▶ Texte à lire:
--------------------------------------------------
L’autre derby de Prague fait peut-être moins parler à l’étranger, mais est tout autant disputé à chaque rencontre. En effet, le derby de Vršovice oppose le Slavia Prague à la troisième et dernière équipe de la capitale en D1 : les Bohemians 1905, décrit comme le club le plus populaire de la ville. Champion de Tchécoslovaquie en 1983, demi-finale de la coupe de l’UEFA cette même année, le club fait aujourd’hui plus parler par son logo avec un kangourou (hommage aux 2 kangourous ramenés d’une tournée en Australie en 1927) que par ses résultats, à la lutte pour le maintien.

Les supporters de Bohemians sont parmi les plus chauds du pays (Crédit : bohemians.cz)

Ce derby de Vršovice est avant tout un derby du quartier du même nom, les stades des 2 équipes étant séparés de seulement 1400 mètres. Mais c’est aussi et surtout un nouveau reflet de cette société inégale, où le petit Bohemians 1905, sauvé financièrement en 2005 par ses propres supporters, tente de se faire une place face au grand Slavia Prague, où l’argent chinois coule à flot.

Le Dukla Praha, club le plus impopulaire du pays

Le dernier club qu’il est important de mentionner est le Dukla Praha, un autre club de Prague, mais en division 2 tchèque cette fois. Footballski raconte en détail l’histoire de ce club, marqueur de celle du pays mais aujourd’hui détesté. Pendant la Seconde Guerre Mondiale, la Tchécoslovaquie est marquée par le soulèvement de résistants slovaques contre le nazisme dans la ville de Banskà Bystrica. Avec le soutien de l’Armée Rouge, l’opération dénomée Dukla-Presôv permettra une victoire soviétique dans cette ville. En hommage, un club de Prague prend le nom de Dukla Prague.

Ni une ni deux, l’armée tchécoslovaque fait de ce club un passage obligé pour le service militaire des joueurs professionnels du pays. De plus, la règle « Ad Duklam » force les autres clubs à donner au moins un joueur au Dukla, de préférence le meilleur. Enfin, le Dukla Praha accède à la première division sans avoir à gravir les échelons. Si ces deux dernières règles sont critiquables, la première présentait des avantages : pour l’époque, continuer de jouer au foot au lieu de devoir surveiller les frontières était bien perçu, et le Dukla s’est mué en superbe centre de développement de joueurs avant le retour dans le club d’origine.
--------------------------------------------------
▶ Données fournies:
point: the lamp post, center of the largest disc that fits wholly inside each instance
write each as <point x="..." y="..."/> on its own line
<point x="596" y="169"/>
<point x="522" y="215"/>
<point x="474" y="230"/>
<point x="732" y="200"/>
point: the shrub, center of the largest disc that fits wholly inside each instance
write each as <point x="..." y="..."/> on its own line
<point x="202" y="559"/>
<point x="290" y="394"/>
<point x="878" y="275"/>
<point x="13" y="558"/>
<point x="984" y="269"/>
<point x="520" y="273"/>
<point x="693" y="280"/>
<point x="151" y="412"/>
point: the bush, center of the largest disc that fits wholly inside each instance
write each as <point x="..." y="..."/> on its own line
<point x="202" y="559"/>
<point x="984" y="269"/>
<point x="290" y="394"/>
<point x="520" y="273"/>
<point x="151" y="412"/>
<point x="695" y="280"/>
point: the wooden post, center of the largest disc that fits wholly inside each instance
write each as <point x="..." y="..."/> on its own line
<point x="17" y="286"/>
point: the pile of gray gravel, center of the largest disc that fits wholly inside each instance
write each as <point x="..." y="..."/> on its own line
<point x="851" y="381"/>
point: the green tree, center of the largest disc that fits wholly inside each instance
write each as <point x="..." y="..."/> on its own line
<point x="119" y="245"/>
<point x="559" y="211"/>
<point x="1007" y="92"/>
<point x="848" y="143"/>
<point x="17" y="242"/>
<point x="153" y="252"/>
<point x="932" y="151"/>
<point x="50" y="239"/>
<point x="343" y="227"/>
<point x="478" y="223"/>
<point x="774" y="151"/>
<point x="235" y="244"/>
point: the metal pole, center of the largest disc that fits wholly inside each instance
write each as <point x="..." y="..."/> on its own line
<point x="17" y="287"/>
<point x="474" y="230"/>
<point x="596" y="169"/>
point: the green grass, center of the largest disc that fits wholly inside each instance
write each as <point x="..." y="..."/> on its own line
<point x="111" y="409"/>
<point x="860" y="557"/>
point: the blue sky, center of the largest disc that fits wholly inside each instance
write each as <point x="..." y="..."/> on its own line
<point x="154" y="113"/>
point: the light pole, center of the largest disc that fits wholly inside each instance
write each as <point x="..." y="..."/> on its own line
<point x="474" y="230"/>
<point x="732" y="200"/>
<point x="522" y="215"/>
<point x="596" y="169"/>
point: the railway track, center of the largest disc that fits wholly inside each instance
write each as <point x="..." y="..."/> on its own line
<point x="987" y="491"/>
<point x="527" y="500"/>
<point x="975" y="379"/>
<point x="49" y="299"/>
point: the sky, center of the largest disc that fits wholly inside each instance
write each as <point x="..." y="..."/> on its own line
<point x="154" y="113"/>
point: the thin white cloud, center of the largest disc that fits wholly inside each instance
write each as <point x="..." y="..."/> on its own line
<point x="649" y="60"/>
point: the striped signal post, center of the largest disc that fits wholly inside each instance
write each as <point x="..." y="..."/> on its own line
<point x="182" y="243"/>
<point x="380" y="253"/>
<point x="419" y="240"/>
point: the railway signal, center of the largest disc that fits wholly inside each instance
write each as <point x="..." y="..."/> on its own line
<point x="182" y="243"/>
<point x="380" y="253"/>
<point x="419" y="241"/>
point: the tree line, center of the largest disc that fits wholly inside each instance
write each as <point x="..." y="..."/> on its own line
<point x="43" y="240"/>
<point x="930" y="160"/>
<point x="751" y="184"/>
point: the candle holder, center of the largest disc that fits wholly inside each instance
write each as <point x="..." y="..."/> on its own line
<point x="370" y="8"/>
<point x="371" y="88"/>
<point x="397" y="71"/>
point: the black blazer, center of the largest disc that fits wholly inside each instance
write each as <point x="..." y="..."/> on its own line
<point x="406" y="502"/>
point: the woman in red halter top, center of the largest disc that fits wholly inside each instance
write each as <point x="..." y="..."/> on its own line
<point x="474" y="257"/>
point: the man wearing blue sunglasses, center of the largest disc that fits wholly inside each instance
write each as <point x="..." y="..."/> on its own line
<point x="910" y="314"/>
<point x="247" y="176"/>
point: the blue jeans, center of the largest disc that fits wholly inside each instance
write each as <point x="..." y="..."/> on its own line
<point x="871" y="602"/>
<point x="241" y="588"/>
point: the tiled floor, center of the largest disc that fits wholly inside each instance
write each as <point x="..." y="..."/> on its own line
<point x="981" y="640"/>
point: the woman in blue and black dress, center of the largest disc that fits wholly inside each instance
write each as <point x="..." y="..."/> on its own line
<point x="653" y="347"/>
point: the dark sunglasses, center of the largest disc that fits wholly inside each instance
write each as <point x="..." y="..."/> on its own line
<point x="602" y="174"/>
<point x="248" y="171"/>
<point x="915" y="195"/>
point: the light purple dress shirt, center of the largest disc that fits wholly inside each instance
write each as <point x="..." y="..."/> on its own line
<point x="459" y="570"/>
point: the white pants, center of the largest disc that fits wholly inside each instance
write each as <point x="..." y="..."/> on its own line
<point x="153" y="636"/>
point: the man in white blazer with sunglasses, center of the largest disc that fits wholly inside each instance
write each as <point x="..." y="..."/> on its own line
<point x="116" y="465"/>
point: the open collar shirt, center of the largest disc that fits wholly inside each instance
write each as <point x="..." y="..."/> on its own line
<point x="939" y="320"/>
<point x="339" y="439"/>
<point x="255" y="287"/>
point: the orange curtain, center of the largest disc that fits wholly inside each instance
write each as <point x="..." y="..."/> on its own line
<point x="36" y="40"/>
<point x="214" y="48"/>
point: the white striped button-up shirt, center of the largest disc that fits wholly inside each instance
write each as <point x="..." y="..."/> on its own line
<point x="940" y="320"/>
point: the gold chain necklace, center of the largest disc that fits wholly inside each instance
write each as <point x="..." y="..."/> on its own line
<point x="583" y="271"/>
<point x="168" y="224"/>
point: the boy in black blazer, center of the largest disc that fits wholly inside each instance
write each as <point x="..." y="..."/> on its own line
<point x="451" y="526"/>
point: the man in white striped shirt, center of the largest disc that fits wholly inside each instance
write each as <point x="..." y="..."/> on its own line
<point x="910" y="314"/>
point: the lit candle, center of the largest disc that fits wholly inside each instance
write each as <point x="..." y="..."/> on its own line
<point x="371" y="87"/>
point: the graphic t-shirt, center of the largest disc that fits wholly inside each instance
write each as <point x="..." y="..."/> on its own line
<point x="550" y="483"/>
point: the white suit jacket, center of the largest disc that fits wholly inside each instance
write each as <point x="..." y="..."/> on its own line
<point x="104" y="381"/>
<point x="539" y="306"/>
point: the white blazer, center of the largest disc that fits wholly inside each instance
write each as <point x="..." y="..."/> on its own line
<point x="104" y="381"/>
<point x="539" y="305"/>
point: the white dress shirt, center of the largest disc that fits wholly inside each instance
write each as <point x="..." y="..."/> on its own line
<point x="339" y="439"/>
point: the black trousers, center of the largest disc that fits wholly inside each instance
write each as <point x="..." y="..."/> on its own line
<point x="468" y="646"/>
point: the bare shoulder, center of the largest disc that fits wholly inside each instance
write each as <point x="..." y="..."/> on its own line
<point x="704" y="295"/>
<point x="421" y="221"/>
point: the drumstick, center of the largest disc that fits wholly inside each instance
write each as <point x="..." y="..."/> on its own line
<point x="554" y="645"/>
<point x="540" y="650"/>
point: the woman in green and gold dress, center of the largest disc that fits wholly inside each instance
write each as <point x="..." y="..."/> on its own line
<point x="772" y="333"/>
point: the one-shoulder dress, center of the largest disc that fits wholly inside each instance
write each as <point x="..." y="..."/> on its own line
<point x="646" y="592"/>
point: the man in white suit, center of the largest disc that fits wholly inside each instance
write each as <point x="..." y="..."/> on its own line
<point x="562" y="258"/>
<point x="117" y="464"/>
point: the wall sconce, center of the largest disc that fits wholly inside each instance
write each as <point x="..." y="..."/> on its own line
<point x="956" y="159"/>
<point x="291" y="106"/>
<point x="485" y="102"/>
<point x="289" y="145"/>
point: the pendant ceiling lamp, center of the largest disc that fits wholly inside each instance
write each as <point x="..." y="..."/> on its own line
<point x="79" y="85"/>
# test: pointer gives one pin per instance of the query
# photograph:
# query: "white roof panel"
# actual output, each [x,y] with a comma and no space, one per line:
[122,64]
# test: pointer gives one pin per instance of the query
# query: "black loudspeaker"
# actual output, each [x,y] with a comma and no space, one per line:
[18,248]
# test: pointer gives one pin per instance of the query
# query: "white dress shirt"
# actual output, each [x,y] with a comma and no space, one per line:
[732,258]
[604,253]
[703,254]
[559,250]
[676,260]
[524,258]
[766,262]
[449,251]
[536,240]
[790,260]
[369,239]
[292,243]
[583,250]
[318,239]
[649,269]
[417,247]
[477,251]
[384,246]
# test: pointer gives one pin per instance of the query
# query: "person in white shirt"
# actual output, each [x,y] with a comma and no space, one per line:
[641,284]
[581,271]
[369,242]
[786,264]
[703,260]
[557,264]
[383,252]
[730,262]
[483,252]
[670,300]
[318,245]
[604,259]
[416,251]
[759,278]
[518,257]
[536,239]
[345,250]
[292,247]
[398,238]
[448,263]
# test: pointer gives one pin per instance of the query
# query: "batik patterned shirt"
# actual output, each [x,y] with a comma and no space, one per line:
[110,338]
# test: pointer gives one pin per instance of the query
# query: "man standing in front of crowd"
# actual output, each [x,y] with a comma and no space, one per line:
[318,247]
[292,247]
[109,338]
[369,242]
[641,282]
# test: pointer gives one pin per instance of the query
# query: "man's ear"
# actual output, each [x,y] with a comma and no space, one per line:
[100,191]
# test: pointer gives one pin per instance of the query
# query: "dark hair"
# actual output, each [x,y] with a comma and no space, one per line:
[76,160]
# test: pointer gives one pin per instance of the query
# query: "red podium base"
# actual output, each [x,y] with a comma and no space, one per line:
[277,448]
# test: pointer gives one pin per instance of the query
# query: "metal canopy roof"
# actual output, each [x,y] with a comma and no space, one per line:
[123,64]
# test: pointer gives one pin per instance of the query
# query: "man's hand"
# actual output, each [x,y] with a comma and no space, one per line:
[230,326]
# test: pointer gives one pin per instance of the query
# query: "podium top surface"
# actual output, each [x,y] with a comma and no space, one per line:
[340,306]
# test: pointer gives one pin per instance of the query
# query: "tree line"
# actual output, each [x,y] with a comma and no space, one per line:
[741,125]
--------------------------------------------------
▶ Défis:
A: Comptez les lignes placées après le texte sur le football à Prague qui contiennent la chaîne "railway". Donnez seulement ce nombre.
B: Écrivez la suite du texte sur les clubs de football de Prague, à partir de sa dernière phrase.

▶ Réponses attendues:
A: 2

B:
Le Dukla Praha, ses joueurs levant le bras ici, ont dominé le championnat tchèque pendant de longues décennies (Crédit : Footballski)

Le club atteint le sommet de la hiérarchie tchécoslovaque et remporte 11 titres en moins de 40 ans, tout en atteignant les demi-finales de plusieurs compétitions européennes. Surtout, il a accueilli les deux seuls ballons d’or tchèques : Josef Masopust de 1950-1952 et Pavel Nedved de 1991 à 1992.

Les deux seuls Ballon d’Or tchèques, Pavel Nedved à gauche et Josef Masopust à droite, sont passés par le Dukla Praha (Crédit : Footballski et Le_Corner)

Lors de la fin du régime communiste en 1989, la réputation de ce « club de l’armée » chute, au point qu’il déménage à Přibram en 1996 puis disparaisse en 2000. C’est finalement en 2005 que le phénix renaît, via le changement de nom du Dukla Dejvice en Dukla Praha. Le club remonte en D1 tchèque en 2011 et fait l’ascenseur depuis, entre désamour et curiosité pour un club à l’histoire atypique.

La république tchèque à l’Euro 2021, c’est une chanson qu’on connaît depuis son indépendance en 1993. S’intéresser à ce pays, c’est se replonger dans l’histoire de l’Europe, entre empire Austro-hongrois, Tchécoslovaquie ou encore Seconde Guerre Mondiale, histoire dont on ne peut pas nier le lien avec notre cher ballon rond. C’est aussi et surtout une bonne raison de voyager dans cette capitale magnifique qu’est Prague. Mais subsisterait alors une question : si vous aviez un match à regarder, vous seriez plutôt derby de Prague ou de Vršovice ?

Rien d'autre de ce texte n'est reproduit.